-- Your task --
The entries below are to be returned exactly. Include all of them.

Collected data entries:
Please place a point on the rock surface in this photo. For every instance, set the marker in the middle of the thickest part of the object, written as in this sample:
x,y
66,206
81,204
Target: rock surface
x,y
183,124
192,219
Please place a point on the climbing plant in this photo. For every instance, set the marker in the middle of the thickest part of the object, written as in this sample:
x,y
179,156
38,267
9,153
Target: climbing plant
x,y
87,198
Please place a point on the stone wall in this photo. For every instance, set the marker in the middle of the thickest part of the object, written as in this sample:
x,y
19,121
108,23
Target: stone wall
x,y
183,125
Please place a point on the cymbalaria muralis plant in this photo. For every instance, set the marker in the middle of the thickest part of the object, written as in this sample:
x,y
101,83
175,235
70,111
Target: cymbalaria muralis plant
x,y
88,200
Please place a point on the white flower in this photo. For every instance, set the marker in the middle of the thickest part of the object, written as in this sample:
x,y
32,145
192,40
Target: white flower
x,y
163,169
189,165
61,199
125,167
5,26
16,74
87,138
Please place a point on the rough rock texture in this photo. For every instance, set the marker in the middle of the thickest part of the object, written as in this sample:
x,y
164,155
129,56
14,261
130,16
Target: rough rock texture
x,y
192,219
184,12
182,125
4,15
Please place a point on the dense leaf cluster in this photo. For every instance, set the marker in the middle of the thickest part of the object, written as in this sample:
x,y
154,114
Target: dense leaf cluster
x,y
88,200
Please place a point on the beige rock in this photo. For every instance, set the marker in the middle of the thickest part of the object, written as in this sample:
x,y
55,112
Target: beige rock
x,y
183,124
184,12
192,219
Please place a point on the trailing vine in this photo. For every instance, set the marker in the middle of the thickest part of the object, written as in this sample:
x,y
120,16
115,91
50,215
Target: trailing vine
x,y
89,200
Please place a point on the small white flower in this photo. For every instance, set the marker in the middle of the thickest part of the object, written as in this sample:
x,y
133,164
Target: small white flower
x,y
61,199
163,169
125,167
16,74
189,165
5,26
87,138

-- Solution --
Please place a point on the rock surface in this photo. For every instance, set the marker in the middle of the thickest part of the object, written as in this sample:
x,y
66,206
81,204
Target: rock surface
x,y
183,124
192,219
Please place a point on the climbing plant in this photo. For every instance, set the marker in the middle of the thickest part of the object, written as in this sample:
x,y
179,156
38,267
9,153
Target: climbing plant
x,y
87,198
Please place a point on the stone wall in this photo. For every instance, set the marker in the middle of the thickest part of the object, written as in this sample:
x,y
19,121
108,23
Target: stone wall
x,y
183,125
Please place a point on the cymbalaria muralis plant in this photo. For every instance, set the marker in the middle of the thickest part of the object, written as in this sample:
x,y
101,83
175,235
70,111
Target: cymbalaria muralis plant
x,y
88,200
Please place a point on the white flower in this photo. For every instance, set the marker in the middle of the thickest part of the object, written as in this sample:
x,y
32,145
192,40
Target: white flower
x,y
163,169
189,165
61,199
125,167
5,26
16,74
87,138
Please place a point on the rough rock texture in this photo. For every instance, set the marker in the middle of the thickest part of the object, written as in this sample:
x,y
164,155
129,56
14,261
130,16
Target: rough rock texture
x,y
192,219
184,12
182,125
4,15
Please place a point on the dense leaf cluster in this photo. For every instance, set the marker in the middle of the thickest part of the object, written as in this sample:
x,y
154,114
Target: dense leaf cluster
x,y
88,200
Please place a point on the beige rock in this photo. For every instance, set the marker in the middle of the thickest part of the object, written as in this sample:
x,y
55,112
Target: beige rock
x,y
183,124
184,12
192,219
Please place a point on the trailing vine in this photo. For every instance, set the marker in the middle of the thickest part of the object, written as in this sample:
x,y
120,16
115,91
50,215
Target: trailing vine
x,y
89,200
Please place a point on the small white flower in this photo. For every instance, set the marker in the middle of the thickest part of the object, written as in this sample:
x,y
133,164
Target: small white flower
x,y
61,199
163,169
125,167
16,74
189,165
5,26
87,138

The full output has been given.